OBJECTIVE A: Translate this sentence from the thread below into Spanish: "No, we don't have a dump of the traffic."

### DOCUMENT PASSAGE

Could it be that a cached 304'd static.serve_file() never reaches _caching.tee_output in CachingTool because of the nature of the exception (it is neither caught in serve_file nor CachingTool._wrapper) and thus never replaces the stale threading.Event?

@webknjaz

This comment has been minimized.

Member

webknjaz commented Jan 20, 2018

Hi,

Do you have dumped HTTP traffic at least? It would probably help us in the investigation.

@jaraco what do you think? It looks like info provided isn't enough.

@mrvanes

This comment has been minimized.

Contributor

mrvanes commented Jan 20, 2018

No, we don't have a dump of the traffic. The 304 is caused by a client we don't own and the problem is not reproducible by us, apart from the fact that it happens every now and then.

@baszoetekouw

This comment has been minimized.

baszoetekouw commented Jan 20, 2018

Well, we haven't deployed the workaround yet, so I can start a tcpdump and see if the problem occurs in the next couple of days.

@mrvanes

This comment has been minimized.

######
### THE RECORDS

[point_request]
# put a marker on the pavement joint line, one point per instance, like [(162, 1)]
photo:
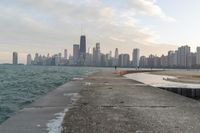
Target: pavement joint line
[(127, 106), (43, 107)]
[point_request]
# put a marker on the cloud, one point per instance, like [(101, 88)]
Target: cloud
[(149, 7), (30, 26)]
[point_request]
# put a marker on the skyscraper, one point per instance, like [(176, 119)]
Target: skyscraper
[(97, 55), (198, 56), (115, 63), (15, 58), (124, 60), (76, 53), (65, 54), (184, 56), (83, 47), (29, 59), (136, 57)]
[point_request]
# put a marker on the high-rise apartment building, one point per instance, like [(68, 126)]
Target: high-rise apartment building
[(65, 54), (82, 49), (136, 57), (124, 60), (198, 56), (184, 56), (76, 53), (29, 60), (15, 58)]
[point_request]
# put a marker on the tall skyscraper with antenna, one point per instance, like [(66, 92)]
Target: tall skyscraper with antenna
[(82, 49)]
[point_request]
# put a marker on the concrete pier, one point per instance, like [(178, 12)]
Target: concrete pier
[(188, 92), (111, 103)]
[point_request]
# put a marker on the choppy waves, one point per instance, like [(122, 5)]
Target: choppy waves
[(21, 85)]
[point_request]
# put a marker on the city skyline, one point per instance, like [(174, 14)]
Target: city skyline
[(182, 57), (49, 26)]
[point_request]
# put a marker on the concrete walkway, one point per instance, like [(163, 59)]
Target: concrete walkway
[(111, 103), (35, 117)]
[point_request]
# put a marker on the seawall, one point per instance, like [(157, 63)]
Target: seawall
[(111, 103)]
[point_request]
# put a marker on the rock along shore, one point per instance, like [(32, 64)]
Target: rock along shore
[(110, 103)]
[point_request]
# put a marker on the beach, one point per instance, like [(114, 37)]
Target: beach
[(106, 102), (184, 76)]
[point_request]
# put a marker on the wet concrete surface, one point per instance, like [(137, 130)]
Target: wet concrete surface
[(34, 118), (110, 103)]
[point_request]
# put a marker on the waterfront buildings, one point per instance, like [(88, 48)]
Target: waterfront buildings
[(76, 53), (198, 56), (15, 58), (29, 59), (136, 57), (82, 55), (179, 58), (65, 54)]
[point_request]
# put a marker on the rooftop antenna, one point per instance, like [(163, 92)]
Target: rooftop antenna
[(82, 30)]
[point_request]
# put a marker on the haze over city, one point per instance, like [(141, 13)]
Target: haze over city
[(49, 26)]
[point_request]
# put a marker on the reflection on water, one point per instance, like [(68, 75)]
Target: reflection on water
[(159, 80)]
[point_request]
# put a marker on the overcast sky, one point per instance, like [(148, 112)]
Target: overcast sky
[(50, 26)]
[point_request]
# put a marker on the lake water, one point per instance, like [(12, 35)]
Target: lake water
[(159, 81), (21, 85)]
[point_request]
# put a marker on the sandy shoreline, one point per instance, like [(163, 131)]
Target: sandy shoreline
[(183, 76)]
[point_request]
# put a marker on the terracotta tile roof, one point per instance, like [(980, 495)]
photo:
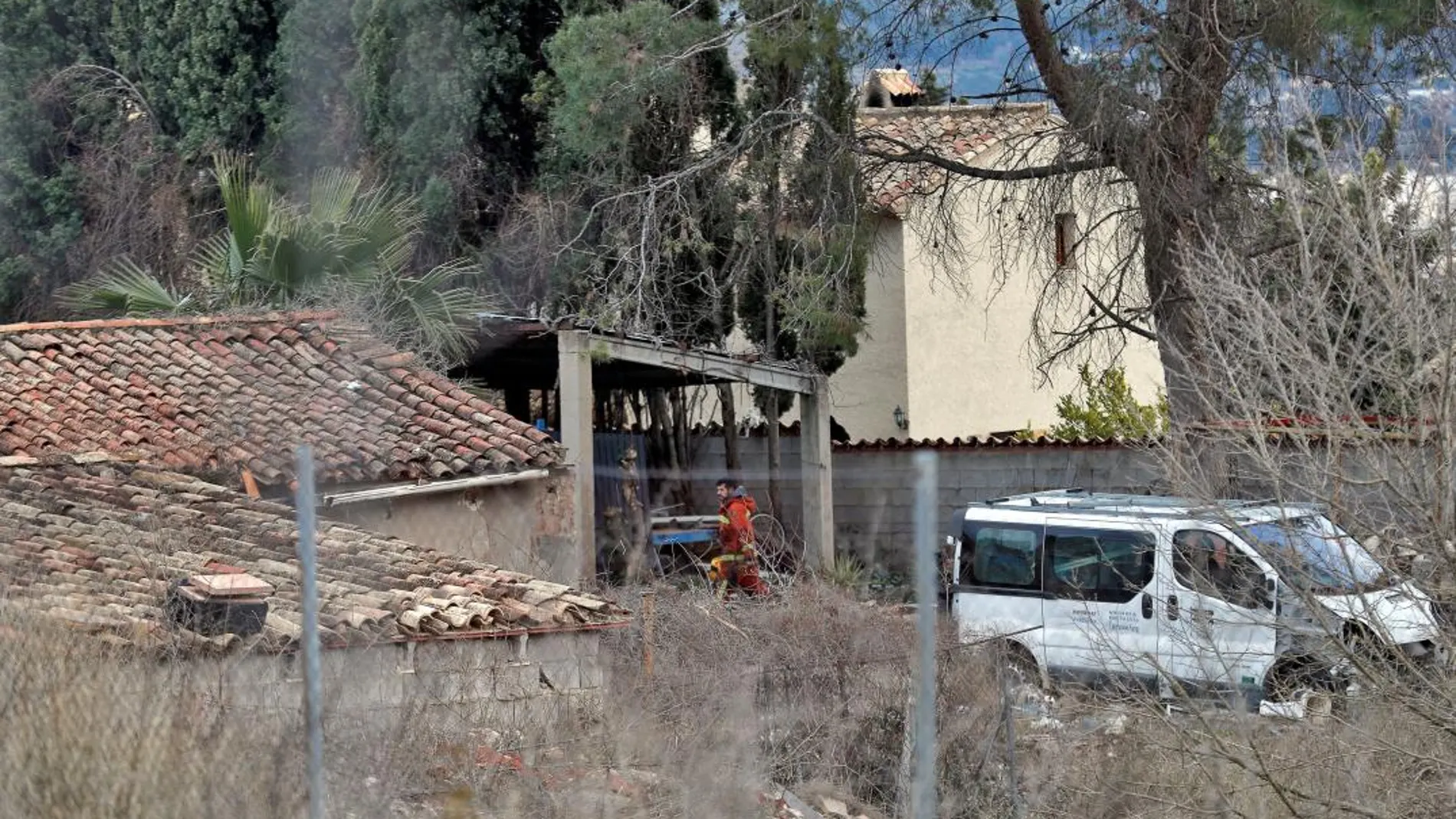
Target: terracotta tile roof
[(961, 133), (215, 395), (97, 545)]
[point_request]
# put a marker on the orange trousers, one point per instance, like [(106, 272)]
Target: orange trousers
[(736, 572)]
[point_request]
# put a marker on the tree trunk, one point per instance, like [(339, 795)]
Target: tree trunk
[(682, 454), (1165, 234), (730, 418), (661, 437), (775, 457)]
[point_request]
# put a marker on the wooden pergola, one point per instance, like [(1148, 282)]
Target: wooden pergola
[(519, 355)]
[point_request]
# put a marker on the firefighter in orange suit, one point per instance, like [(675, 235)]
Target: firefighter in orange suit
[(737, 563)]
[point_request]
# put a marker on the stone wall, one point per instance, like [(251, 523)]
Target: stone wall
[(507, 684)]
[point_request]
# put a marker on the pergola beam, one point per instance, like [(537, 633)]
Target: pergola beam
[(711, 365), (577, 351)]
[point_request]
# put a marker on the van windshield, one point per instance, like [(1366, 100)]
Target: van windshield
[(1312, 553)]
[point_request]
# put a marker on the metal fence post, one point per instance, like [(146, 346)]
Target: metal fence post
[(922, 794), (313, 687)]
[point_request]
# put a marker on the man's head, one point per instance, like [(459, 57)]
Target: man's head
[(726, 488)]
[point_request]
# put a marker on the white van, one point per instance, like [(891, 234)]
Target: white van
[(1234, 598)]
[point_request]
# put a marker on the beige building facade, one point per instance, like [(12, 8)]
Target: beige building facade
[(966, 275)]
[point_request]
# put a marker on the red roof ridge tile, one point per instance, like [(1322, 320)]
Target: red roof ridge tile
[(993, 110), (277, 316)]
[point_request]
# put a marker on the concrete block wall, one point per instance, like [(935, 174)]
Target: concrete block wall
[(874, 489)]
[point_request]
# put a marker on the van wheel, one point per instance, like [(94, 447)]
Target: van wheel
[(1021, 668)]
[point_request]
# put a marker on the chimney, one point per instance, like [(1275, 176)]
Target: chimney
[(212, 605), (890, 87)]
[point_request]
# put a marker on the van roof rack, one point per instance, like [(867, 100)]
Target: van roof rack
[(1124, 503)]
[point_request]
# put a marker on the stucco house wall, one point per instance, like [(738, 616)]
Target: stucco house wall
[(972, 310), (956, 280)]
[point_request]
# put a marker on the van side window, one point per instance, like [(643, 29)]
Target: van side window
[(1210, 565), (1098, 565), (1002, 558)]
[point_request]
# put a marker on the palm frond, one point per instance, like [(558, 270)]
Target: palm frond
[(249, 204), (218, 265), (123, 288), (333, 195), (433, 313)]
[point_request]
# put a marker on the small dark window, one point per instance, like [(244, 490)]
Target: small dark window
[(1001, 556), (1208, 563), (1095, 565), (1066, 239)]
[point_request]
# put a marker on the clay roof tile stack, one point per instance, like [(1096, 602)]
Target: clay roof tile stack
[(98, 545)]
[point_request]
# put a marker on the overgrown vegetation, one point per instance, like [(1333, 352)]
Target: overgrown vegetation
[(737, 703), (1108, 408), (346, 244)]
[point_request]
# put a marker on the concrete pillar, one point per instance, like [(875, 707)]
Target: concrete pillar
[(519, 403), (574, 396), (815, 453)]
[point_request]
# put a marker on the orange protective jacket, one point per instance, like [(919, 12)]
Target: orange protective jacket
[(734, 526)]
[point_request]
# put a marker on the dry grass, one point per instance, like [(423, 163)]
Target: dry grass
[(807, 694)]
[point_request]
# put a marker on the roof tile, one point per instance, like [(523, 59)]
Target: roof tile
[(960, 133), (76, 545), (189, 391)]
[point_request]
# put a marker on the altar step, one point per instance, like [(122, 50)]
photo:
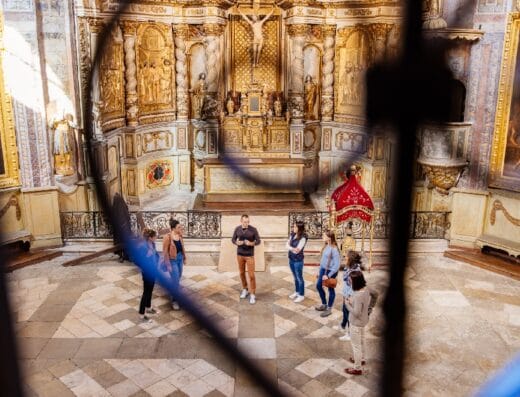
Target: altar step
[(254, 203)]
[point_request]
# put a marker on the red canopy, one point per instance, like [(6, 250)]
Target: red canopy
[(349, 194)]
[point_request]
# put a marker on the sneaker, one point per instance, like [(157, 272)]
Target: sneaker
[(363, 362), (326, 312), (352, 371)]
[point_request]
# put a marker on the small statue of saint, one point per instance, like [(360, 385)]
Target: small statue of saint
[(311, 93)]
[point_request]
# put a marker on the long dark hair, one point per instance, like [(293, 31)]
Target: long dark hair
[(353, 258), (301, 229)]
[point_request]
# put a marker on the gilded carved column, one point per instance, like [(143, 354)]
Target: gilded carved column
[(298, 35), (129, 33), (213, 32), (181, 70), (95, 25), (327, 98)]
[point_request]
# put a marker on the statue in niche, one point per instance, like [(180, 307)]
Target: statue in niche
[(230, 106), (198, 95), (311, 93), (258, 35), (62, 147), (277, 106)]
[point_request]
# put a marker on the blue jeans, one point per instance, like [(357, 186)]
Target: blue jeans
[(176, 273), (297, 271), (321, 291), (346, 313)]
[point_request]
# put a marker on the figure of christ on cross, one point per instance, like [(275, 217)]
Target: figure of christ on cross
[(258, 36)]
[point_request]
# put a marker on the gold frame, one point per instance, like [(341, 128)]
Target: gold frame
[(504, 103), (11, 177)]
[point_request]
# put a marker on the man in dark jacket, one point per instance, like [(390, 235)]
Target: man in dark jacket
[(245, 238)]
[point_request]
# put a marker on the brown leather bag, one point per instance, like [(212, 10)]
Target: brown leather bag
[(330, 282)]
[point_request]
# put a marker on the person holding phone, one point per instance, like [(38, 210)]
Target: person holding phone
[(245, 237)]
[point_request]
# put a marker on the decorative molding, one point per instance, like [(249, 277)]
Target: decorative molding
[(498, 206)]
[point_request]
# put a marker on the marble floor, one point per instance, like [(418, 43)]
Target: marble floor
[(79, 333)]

######
### THE RECORDS

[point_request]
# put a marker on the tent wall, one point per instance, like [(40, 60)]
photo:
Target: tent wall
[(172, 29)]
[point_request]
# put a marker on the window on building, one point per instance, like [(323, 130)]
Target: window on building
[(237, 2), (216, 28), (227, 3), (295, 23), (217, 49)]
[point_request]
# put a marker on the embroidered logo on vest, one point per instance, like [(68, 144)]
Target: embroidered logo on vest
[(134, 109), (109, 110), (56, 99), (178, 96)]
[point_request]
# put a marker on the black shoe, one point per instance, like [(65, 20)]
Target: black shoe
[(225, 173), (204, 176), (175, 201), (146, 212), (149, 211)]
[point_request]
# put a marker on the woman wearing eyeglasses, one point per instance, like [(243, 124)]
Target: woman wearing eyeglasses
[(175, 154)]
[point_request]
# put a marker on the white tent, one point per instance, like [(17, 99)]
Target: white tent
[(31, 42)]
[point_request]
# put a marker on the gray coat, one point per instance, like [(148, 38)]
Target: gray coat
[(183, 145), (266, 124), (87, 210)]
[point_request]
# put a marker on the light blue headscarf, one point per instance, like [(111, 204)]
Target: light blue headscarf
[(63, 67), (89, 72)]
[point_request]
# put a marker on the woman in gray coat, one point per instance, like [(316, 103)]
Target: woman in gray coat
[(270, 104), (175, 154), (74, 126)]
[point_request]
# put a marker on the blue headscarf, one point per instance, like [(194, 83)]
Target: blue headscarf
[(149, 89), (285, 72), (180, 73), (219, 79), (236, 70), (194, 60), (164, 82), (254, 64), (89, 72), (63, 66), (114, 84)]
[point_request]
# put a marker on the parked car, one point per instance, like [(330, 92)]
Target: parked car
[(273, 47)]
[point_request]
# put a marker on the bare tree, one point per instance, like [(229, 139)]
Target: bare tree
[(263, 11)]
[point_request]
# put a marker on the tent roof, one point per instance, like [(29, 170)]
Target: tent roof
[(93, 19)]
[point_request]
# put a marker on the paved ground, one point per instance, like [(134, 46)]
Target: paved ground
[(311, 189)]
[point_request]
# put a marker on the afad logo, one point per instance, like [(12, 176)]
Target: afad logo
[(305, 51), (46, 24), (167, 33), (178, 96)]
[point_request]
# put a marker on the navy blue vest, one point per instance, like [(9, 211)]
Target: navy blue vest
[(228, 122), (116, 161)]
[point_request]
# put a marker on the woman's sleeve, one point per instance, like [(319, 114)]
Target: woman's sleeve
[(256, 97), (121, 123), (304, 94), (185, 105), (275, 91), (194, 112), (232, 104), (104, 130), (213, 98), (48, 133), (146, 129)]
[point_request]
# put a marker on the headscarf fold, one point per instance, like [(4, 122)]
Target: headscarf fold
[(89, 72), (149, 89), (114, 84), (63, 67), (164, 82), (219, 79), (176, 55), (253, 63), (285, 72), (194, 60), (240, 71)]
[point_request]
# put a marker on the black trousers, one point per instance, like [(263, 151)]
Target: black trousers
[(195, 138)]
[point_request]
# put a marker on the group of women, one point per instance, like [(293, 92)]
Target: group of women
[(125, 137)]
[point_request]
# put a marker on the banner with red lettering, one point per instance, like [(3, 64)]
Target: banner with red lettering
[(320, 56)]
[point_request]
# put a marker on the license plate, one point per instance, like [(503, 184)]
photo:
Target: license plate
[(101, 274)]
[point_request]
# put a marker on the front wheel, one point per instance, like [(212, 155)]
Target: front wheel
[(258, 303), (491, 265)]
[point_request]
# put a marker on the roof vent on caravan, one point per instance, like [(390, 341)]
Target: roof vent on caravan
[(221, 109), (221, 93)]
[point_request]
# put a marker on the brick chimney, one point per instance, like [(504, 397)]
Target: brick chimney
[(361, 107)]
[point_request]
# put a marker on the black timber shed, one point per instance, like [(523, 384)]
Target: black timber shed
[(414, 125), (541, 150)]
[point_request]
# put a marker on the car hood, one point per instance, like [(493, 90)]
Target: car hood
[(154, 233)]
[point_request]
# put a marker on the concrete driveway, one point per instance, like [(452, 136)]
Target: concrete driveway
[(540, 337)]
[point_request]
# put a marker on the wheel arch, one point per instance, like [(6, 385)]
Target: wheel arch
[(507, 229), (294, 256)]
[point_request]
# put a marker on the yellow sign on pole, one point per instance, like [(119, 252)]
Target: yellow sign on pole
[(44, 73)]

######
### THE RECORDS

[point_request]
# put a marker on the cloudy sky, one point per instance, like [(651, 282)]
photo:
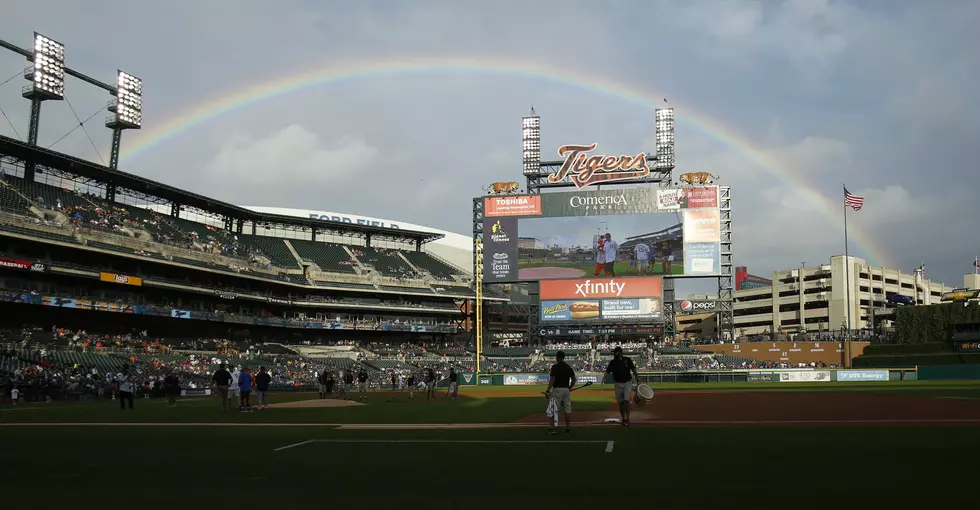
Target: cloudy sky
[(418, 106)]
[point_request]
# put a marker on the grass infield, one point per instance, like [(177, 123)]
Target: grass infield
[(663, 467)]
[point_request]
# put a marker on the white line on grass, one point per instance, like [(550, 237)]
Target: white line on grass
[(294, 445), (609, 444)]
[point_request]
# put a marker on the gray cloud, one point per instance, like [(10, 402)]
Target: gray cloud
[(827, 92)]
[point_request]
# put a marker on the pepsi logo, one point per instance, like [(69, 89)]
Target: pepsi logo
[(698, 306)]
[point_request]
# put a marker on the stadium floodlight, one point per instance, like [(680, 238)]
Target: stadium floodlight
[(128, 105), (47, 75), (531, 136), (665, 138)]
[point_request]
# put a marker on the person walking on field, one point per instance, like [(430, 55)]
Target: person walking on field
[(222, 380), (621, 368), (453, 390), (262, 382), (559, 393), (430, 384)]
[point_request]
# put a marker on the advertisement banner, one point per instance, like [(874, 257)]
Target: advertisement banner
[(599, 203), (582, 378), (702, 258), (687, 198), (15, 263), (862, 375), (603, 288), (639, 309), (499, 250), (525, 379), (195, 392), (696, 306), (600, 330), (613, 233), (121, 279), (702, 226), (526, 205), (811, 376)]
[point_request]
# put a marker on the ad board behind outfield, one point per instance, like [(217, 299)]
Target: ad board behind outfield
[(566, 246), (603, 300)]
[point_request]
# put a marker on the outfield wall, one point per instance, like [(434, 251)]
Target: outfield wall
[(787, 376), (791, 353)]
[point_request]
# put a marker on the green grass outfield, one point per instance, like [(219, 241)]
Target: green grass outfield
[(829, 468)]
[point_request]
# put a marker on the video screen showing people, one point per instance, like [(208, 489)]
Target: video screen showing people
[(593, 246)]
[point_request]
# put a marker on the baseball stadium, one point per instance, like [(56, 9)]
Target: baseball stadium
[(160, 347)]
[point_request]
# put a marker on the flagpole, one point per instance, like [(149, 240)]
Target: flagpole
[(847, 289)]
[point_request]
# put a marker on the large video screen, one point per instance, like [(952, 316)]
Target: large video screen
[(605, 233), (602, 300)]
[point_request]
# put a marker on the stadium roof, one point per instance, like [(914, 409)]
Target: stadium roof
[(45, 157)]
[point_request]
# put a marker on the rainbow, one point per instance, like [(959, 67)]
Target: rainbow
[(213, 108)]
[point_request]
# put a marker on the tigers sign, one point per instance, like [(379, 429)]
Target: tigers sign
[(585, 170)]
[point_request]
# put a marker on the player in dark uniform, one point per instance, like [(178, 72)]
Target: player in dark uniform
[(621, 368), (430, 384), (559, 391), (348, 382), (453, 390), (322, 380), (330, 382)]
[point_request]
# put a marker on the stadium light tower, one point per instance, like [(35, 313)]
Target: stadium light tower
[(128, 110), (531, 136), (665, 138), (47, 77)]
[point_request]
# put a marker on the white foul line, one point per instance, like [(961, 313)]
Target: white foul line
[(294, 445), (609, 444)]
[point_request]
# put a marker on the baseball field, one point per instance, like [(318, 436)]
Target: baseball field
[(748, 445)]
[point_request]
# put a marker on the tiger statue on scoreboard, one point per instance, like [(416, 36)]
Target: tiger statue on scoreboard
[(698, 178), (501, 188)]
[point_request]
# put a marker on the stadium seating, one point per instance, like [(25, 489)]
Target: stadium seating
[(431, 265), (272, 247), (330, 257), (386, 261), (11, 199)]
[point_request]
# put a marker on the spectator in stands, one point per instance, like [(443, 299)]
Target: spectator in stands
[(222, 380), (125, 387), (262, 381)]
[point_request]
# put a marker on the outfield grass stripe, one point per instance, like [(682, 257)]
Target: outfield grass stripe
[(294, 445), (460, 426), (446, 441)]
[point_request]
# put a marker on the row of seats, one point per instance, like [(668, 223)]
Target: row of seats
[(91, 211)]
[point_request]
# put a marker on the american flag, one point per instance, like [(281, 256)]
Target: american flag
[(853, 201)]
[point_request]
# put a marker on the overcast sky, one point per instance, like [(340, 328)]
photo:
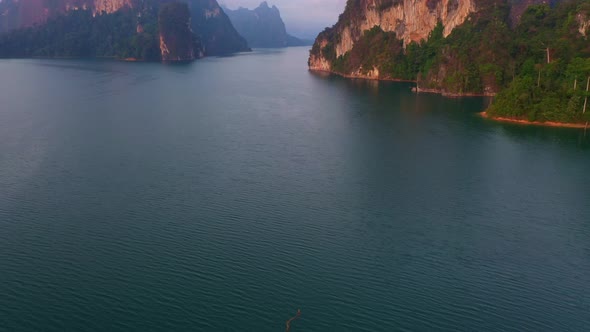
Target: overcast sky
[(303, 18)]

######

OBJECTIVE B: Gather every line of the listing above that contains the string "altar".

WRITTEN SOLUTION A: No, no tenemos un volcado del tráfico.

WRITTEN SOLUTION B:
# put a marker on the altar step, one point per instance, like [(122, 50)]
Target: altar step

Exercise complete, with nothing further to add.